--- Start Material provided ---
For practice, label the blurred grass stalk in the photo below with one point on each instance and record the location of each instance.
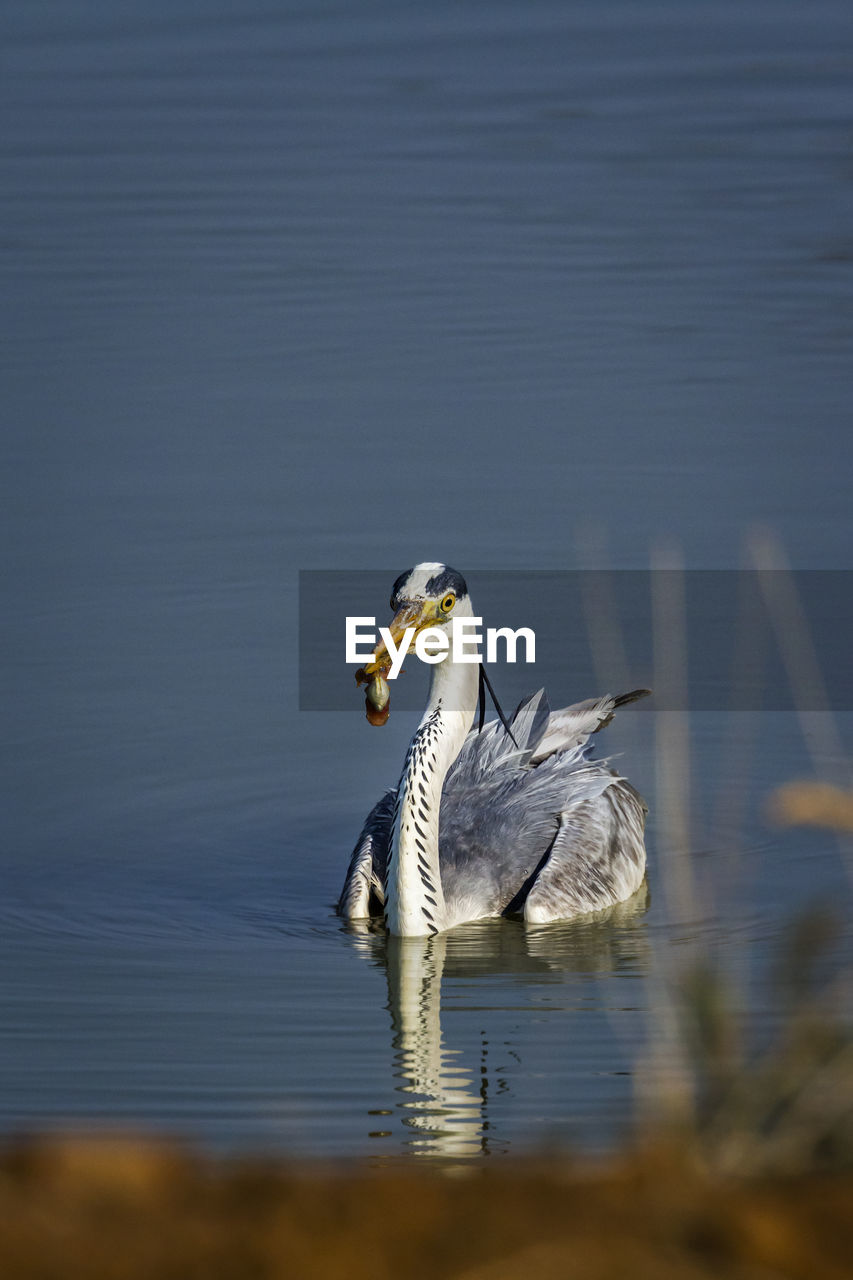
(789, 1107)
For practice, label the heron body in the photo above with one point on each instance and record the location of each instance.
(486, 823)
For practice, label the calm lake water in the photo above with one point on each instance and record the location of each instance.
(314, 286)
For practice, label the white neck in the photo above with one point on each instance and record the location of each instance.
(414, 897)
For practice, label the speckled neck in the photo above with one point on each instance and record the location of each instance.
(414, 897)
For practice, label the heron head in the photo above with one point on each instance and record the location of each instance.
(427, 595)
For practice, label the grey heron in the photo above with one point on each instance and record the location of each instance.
(493, 822)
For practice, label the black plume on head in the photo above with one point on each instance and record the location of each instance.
(443, 580)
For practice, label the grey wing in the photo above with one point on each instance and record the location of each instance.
(364, 882)
(515, 813)
(597, 856)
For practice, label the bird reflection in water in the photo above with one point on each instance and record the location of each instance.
(445, 1110)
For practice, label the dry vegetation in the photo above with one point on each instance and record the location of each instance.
(118, 1210)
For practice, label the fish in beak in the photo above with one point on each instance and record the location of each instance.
(413, 617)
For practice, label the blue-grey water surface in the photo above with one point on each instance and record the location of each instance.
(318, 286)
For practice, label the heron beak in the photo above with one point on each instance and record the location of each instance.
(418, 615)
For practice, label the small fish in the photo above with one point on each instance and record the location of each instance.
(377, 694)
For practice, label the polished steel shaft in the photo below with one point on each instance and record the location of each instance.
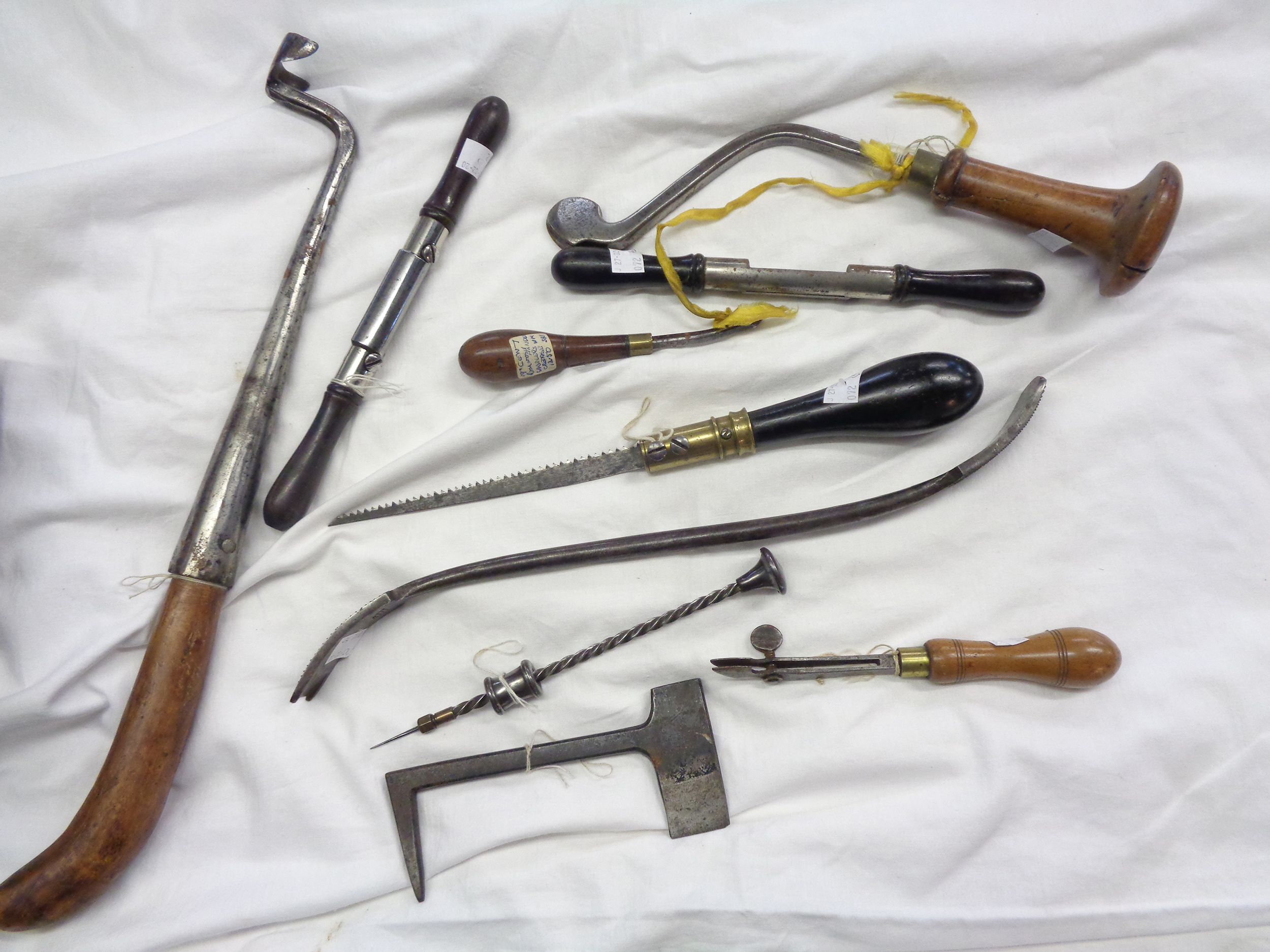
(209, 549)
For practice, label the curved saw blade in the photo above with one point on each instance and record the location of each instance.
(592, 468)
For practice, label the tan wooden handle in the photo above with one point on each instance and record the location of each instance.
(125, 804)
(1065, 658)
(1124, 229)
(489, 356)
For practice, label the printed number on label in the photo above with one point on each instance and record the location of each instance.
(473, 158)
(623, 262)
(845, 391)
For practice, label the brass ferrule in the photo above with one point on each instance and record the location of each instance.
(430, 723)
(913, 663)
(639, 344)
(925, 169)
(717, 438)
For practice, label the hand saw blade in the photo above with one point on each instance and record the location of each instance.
(592, 468)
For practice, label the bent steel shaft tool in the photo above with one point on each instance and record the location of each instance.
(125, 803)
(994, 290)
(902, 397)
(1123, 229)
(676, 738)
(295, 488)
(525, 681)
(1061, 658)
(344, 639)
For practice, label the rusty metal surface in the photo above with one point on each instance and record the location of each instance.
(342, 641)
(676, 738)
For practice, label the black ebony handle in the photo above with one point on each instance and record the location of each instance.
(486, 126)
(590, 268)
(997, 290)
(905, 395)
(294, 490)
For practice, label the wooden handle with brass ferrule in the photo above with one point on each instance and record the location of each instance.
(509, 356)
(130, 791)
(1123, 229)
(1063, 658)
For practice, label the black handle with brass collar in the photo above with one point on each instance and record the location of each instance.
(907, 395)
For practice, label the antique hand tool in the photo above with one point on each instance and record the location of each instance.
(503, 356)
(294, 491)
(1062, 658)
(525, 681)
(606, 268)
(906, 395)
(342, 641)
(125, 804)
(676, 738)
(1123, 229)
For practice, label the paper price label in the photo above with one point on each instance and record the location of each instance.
(473, 158)
(346, 645)
(845, 391)
(1050, 240)
(624, 262)
(532, 354)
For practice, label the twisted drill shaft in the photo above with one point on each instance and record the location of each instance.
(631, 634)
(432, 721)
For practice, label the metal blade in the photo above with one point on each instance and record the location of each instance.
(592, 468)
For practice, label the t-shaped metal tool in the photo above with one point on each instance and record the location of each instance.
(676, 738)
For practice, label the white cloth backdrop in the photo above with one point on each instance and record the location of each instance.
(151, 194)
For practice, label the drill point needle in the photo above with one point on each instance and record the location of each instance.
(395, 738)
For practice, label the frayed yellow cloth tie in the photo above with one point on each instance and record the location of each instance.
(879, 153)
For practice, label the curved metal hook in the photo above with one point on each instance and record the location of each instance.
(578, 221)
(342, 641)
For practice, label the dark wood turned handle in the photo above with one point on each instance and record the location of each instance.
(910, 394)
(1124, 229)
(591, 270)
(293, 493)
(486, 123)
(489, 356)
(125, 803)
(1065, 658)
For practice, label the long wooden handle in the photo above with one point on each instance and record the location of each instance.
(1124, 229)
(125, 803)
(1065, 658)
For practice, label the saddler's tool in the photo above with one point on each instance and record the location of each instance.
(504, 356)
(1123, 229)
(129, 795)
(676, 738)
(342, 641)
(906, 395)
(525, 681)
(294, 491)
(1063, 658)
(999, 290)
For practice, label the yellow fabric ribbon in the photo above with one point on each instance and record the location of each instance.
(878, 153)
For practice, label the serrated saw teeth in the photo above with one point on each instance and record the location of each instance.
(580, 470)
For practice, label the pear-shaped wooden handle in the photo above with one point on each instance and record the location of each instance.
(1065, 658)
(125, 804)
(1124, 229)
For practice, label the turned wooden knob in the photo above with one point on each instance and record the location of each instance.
(1124, 229)
(1065, 658)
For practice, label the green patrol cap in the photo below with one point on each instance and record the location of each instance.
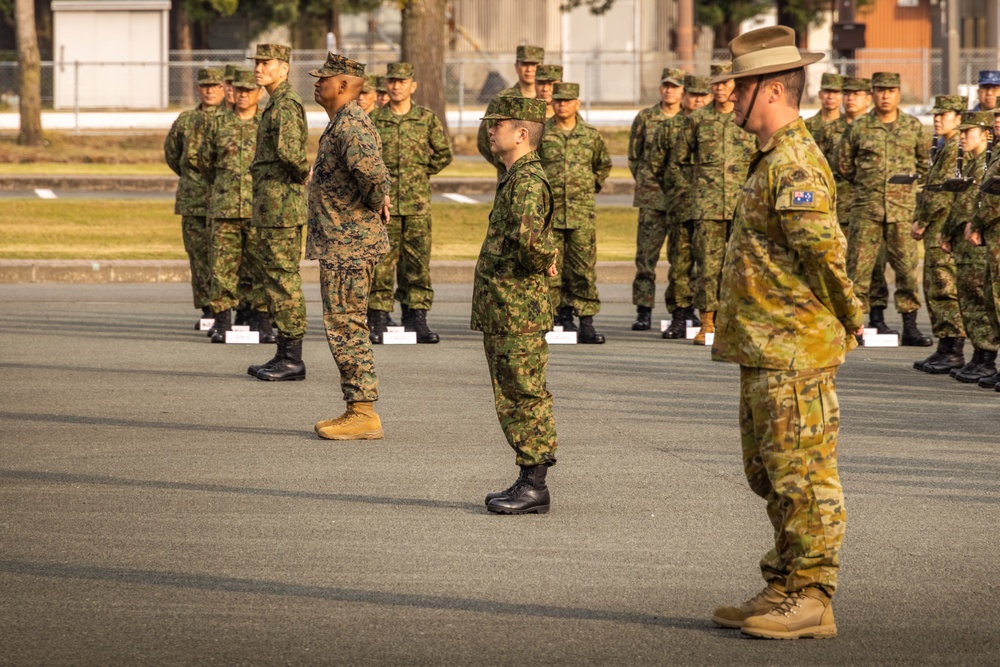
(697, 85)
(885, 80)
(399, 71)
(336, 65)
(955, 103)
(530, 54)
(210, 76)
(548, 73)
(518, 108)
(272, 52)
(831, 81)
(672, 75)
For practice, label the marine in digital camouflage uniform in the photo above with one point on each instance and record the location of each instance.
(181, 153)
(414, 147)
(510, 303)
(651, 231)
(576, 163)
(787, 314)
(348, 200)
(280, 169)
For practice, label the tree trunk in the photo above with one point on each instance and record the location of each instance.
(423, 45)
(29, 75)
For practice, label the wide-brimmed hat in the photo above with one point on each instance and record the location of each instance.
(766, 51)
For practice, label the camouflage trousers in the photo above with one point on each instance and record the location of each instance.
(973, 290)
(408, 263)
(236, 267)
(345, 312)
(789, 422)
(865, 242)
(280, 253)
(709, 249)
(575, 282)
(198, 244)
(524, 405)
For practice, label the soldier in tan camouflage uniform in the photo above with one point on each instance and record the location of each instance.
(348, 209)
(786, 316)
(510, 302)
(414, 147)
(181, 153)
(651, 231)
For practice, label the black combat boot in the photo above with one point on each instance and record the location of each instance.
(289, 367)
(678, 325)
(528, 495)
(587, 335)
(418, 318)
(643, 318)
(952, 358)
(911, 334)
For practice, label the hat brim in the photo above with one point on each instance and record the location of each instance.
(805, 58)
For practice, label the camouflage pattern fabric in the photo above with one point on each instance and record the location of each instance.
(789, 424)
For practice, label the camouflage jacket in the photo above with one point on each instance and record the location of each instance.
(576, 165)
(871, 153)
(785, 300)
(280, 167)
(347, 192)
(720, 152)
(414, 147)
(227, 152)
(181, 153)
(510, 293)
(641, 142)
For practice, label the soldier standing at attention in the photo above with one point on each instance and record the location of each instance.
(280, 169)
(651, 231)
(181, 153)
(348, 209)
(786, 317)
(510, 302)
(940, 288)
(414, 147)
(576, 163)
(878, 146)
(720, 151)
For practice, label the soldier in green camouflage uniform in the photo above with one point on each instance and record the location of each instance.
(787, 315)
(526, 66)
(510, 302)
(576, 163)
(720, 152)
(280, 169)
(651, 231)
(181, 153)
(933, 207)
(348, 207)
(876, 147)
(414, 147)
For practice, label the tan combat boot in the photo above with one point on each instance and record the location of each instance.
(734, 617)
(359, 422)
(707, 326)
(805, 613)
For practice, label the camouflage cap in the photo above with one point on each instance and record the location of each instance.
(566, 91)
(518, 108)
(955, 103)
(210, 76)
(272, 52)
(530, 54)
(831, 81)
(672, 75)
(548, 73)
(336, 65)
(885, 80)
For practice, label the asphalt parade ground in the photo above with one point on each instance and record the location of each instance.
(160, 507)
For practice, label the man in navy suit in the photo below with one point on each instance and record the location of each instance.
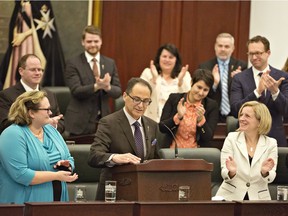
(114, 142)
(263, 83)
(224, 47)
(92, 79)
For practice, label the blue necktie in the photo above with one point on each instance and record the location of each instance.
(138, 140)
(225, 105)
(263, 95)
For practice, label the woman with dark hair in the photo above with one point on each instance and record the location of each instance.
(166, 75)
(249, 157)
(191, 116)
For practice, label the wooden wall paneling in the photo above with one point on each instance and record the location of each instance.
(131, 34)
(242, 34)
(203, 21)
(133, 30)
(171, 17)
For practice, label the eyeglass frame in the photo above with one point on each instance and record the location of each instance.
(137, 100)
(34, 70)
(47, 109)
(257, 54)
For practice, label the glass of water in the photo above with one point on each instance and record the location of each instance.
(110, 191)
(282, 193)
(80, 193)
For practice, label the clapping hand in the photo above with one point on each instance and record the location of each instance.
(182, 74)
(267, 165)
(216, 75)
(200, 111)
(54, 120)
(104, 83)
(231, 166)
(154, 71)
(181, 108)
(270, 83)
(238, 70)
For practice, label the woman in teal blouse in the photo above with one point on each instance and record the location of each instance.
(35, 163)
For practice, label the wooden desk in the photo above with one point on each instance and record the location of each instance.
(79, 209)
(263, 208)
(11, 210)
(159, 180)
(196, 208)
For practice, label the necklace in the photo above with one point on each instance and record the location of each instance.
(38, 135)
(250, 148)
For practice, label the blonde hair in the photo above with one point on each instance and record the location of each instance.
(262, 114)
(225, 35)
(18, 112)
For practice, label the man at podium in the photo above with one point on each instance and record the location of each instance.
(125, 136)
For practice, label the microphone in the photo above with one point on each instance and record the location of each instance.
(174, 138)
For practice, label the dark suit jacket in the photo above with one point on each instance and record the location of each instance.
(204, 134)
(114, 135)
(233, 65)
(81, 114)
(242, 90)
(9, 95)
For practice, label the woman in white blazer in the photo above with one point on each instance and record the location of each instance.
(249, 157)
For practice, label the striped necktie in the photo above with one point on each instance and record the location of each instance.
(263, 94)
(95, 68)
(138, 140)
(225, 105)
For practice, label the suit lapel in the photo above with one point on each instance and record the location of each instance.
(102, 67)
(249, 79)
(126, 128)
(260, 149)
(240, 142)
(87, 71)
(147, 136)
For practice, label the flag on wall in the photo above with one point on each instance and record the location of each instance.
(33, 29)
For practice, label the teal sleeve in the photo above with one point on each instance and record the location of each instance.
(13, 155)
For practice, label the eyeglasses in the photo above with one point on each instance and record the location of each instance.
(47, 109)
(257, 54)
(137, 100)
(34, 70)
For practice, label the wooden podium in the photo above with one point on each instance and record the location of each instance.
(159, 180)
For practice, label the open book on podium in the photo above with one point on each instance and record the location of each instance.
(159, 180)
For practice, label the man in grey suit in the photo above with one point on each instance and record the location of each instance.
(31, 72)
(114, 142)
(263, 83)
(223, 68)
(92, 79)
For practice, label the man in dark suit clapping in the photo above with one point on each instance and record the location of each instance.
(223, 68)
(92, 79)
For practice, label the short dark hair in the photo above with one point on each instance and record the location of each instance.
(174, 51)
(261, 39)
(135, 80)
(91, 30)
(204, 75)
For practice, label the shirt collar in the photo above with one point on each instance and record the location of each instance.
(28, 88)
(226, 62)
(256, 72)
(90, 57)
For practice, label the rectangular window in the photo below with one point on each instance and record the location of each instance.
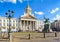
(0, 24)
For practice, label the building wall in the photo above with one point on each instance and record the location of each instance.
(4, 23)
(55, 24)
(39, 25)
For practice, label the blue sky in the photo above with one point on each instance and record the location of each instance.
(40, 8)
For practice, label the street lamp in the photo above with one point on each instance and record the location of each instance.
(9, 14)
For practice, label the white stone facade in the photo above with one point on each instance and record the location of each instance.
(4, 23)
(39, 25)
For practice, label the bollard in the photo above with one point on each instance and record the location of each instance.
(29, 35)
(44, 34)
(55, 34)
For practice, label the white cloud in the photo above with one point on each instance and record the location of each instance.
(40, 13)
(21, 1)
(57, 17)
(13, 1)
(54, 10)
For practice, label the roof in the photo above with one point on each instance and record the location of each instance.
(28, 17)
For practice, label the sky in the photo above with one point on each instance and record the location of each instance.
(40, 8)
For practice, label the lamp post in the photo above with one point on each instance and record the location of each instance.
(9, 14)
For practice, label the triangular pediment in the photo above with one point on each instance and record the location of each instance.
(28, 17)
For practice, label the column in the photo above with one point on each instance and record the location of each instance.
(33, 25)
(27, 26)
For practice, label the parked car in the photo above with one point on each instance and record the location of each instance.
(56, 29)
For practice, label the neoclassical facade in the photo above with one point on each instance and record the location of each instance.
(4, 24)
(27, 21)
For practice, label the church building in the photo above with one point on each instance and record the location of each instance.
(27, 21)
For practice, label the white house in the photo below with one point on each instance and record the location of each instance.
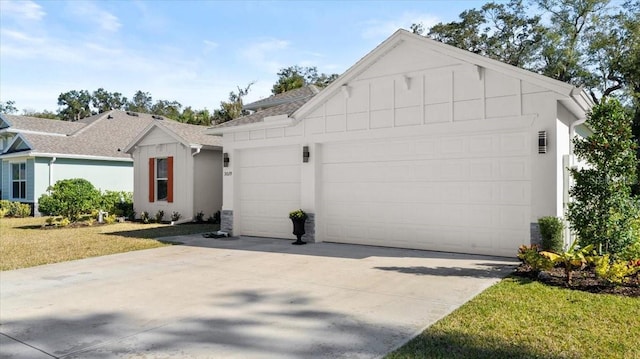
(177, 168)
(418, 145)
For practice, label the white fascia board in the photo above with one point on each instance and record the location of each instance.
(269, 122)
(65, 155)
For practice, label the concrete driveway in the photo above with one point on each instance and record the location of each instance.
(236, 298)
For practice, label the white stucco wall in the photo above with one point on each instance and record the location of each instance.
(412, 93)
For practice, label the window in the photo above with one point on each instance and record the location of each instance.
(19, 180)
(162, 179)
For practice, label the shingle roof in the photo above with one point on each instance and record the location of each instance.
(281, 98)
(281, 104)
(192, 133)
(34, 124)
(103, 135)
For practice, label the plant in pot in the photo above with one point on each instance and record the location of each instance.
(298, 218)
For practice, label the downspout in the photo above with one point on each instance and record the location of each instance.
(193, 176)
(571, 163)
(53, 159)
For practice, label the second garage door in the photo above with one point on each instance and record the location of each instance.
(269, 189)
(469, 194)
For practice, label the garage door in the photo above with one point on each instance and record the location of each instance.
(468, 194)
(269, 189)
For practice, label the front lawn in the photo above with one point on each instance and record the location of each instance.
(522, 318)
(24, 244)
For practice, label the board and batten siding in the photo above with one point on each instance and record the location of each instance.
(413, 94)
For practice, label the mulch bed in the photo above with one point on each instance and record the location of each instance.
(584, 280)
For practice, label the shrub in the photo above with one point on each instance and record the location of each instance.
(532, 257)
(576, 257)
(159, 216)
(144, 217)
(552, 232)
(119, 203)
(70, 198)
(110, 219)
(64, 222)
(20, 210)
(604, 209)
(5, 208)
(614, 271)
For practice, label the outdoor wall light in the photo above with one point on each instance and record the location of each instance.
(305, 154)
(542, 141)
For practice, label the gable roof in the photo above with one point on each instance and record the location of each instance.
(103, 136)
(577, 100)
(193, 136)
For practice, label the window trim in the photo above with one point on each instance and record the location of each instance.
(23, 194)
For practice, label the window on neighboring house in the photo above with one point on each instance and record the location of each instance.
(162, 179)
(19, 180)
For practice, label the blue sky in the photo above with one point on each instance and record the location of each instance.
(194, 52)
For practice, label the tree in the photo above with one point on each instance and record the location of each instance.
(604, 209)
(44, 114)
(104, 101)
(294, 77)
(231, 109)
(169, 109)
(8, 107)
(141, 102)
(70, 198)
(504, 32)
(77, 105)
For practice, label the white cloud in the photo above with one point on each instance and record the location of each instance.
(376, 29)
(90, 11)
(25, 10)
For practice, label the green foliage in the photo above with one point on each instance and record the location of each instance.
(531, 256)
(294, 77)
(76, 105)
(144, 217)
(64, 222)
(159, 216)
(603, 209)
(552, 232)
(8, 107)
(20, 210)
(502, 31)
(232, 109)
(119, 203)
(614, 271)
(575, 257)
(632, 251)
(110, 219)
(70, 198)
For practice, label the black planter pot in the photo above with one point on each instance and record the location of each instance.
(298, 230)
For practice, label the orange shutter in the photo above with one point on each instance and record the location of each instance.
(169, 179)
(152, 179)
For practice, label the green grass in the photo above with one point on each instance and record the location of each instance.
(520, 318)
(24, 244)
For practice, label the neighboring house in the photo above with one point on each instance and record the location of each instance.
(177, 168)
(418, 145)
(35, 153)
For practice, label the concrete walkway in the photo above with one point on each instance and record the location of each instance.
--- End Material provided ---
§ Given request:
Reproduce the data above word for word, from its first line through the line containing "(445, 1110)", including both ends. Leave the pictures out of your answer.

§ The completed task:
For practice, label the blurred grass stalk in the photo below with one point on each instance and record the location of each instance.
(789, 1107)
For practice, label the heron body in the photo above with one point on each instance and record the location of each instance.
(486, 823)
For practice, label the calm lake water in the photo above with one point on each instance and record the location of each instance.
(314, 286)
For practice, label the white neck in the photo above with one point on each instance and record the location of each instance.
(414, 897)
For practice, label the speckled neck in the photo above with one point on each instance and record the location of each instance.
(414, 897)
For practice, label the heron head in the photo above with one point on each instance and record the location of each instance.
(427, 595)
For practice, label the grey heron in the photo above with one point on each instance and record the location of each instance.
(493, 822)
For practice, label the black plume on head in the photo above with one point on each instance and record the location of each instance.
(443, 580)
For practice, label the grey wing in the photo above with one point on each instance and record the location of each instance.
(364, 882)
(515, 813)
(597, 856)
For practice, label the bird reflection in water in the photo above with one point on each instance and record the location of each instance.
(445, 1110)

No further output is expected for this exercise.